# [Supplied data]
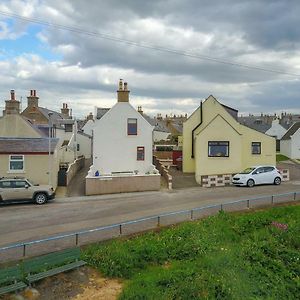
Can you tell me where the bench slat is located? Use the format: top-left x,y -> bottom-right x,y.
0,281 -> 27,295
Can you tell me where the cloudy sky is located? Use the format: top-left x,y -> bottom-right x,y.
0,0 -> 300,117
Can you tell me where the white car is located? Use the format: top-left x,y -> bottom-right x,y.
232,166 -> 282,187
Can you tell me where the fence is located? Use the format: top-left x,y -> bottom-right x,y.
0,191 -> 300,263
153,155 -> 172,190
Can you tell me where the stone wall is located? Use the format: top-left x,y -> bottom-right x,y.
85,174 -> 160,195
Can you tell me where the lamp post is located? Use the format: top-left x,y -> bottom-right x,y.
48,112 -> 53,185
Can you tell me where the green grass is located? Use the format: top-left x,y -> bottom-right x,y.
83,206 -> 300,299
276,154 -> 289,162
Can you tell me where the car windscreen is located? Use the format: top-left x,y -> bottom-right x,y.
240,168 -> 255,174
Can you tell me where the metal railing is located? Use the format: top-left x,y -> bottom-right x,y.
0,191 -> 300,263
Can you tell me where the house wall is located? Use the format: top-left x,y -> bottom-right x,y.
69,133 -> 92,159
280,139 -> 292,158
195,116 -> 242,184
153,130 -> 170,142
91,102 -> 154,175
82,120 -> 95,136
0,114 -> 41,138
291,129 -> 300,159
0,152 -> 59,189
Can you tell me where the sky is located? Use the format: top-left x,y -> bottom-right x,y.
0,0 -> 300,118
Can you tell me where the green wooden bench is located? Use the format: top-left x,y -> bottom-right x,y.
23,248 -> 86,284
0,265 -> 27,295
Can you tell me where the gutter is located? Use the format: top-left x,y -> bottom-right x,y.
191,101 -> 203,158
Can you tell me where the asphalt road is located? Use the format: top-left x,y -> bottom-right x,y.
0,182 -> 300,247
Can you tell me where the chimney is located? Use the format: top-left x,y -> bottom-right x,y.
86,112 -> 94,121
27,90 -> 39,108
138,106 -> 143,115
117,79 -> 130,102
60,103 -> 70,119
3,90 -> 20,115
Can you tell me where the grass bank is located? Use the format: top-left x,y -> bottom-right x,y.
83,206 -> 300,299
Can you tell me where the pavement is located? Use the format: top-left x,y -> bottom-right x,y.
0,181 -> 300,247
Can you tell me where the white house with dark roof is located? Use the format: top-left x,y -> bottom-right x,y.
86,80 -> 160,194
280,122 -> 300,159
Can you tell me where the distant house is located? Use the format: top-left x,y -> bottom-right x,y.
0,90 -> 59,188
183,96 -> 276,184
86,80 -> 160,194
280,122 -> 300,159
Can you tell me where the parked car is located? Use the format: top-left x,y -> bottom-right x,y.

# [Goal]
Update all of the lines above by replacing "pavement" with "sidewalk", keeping everything else unchanged. Leave the pictures out of the answer.

# [Written answer]
Can you tell me where the bench slat is located? Use the format: top-left x,y -> bottom-right x,y.
0,281 -> 27,295
Can you tell me where the cloudy sky is located? Use the format: top-left x,y -> bottom-right x,y.
0,0 -> 300,117
Can you tell me where the white car is located? Use the format: top-left x,y -> bottom-right x,y.
232,166 -> 282,187
Can you tell me where the fence is located? Use the format: top-left x,y -> bottom-right x,y.
0,191 -> 300,263
153,155 -> 172,190
Can you tell me where the stone wall is located? Use the format: top-left x,y -> bottom-right x,y.
85,174 -> 160,195
Can you tell me where the lamp post is located? Use the format: top-left x,y -> bottom-right x,y.
48,112 -> 53,185
Can you tell me where the green grass is located? Use the format: top-left x,y -> bottom-right x,y.
83,206 -> 300,299
276,154 -> 289,162
Can you tell me where the car windscreen is located? Use the format: top-left x,y -> bottom-right x,y.
240,168 -> 255,174
Can you tell me where the metal railing is located? Use the format: top-left x,y -> bottom-right x,y.
0,191 -> 300,263
Can you tell me where the house wall is located? Use the format: top-left x,y -> bottom-right x,y.
69,133 -> 92,159
280,139 -> 292,158
195,116 -> 242,184
153,130 -> 170,142
91,102 -> 154,175
82,120 -> 95,136
0,114 -> 41,138
291,129 -> 300,159
0,152 -> 59,189
Can you tell me where the sky is located? Use the format: top-left x,y -> bottom-right x,y.
0,0 -> 300,118
Can you tell me where the green wooden bench is located? Use the format: top-left x,y -> bottom-right x,y.
23,248 -> 86,284
0,265 -> 27,295
Can you tell me where the gutter is located? Use the format: top-left x,y -> bottom-right x,y.
191,101 -> 203,158
Can you tell me where the asphalt road is located? Use the format: top-left x,y -> bottom-right x,y.
0,182 -> 300,247
Can you tell me where the chimney is located? Use the format: top-left x,y -> bottom-right x,y.
86,112 -> 94,121
27,90 -> 39,108
138,106 -> 143,115
117,79 -> 130,102
60,103 -> 70,119
3,90 -> 20,115
Can you tell me where the grass bank is located? Use the format: top-left x,y -> bottom-right x,y.
83,206 -> 300,299
Can you tell me where the sidewalk is located? Use the format: top-left x,y -> bottom-right x,y.
0,181 -> 300,247
Can you tell me where the white house with dark roof is located? Use the format: top-left x,y -> bottom-right x,y.
86,80 -> 160,194
280,122 -> 300,159
Can you tell me where the distant house is located? Use the format: top-left x,y -> bottom-right x,y.
0,90 -> 59,188
183,96 -> 276,184
86,80 -> 160,194
280,122 -> 300,159
Can you tell me where the parked car is located? Use the format: top-left x,y -> bottom-right x,y.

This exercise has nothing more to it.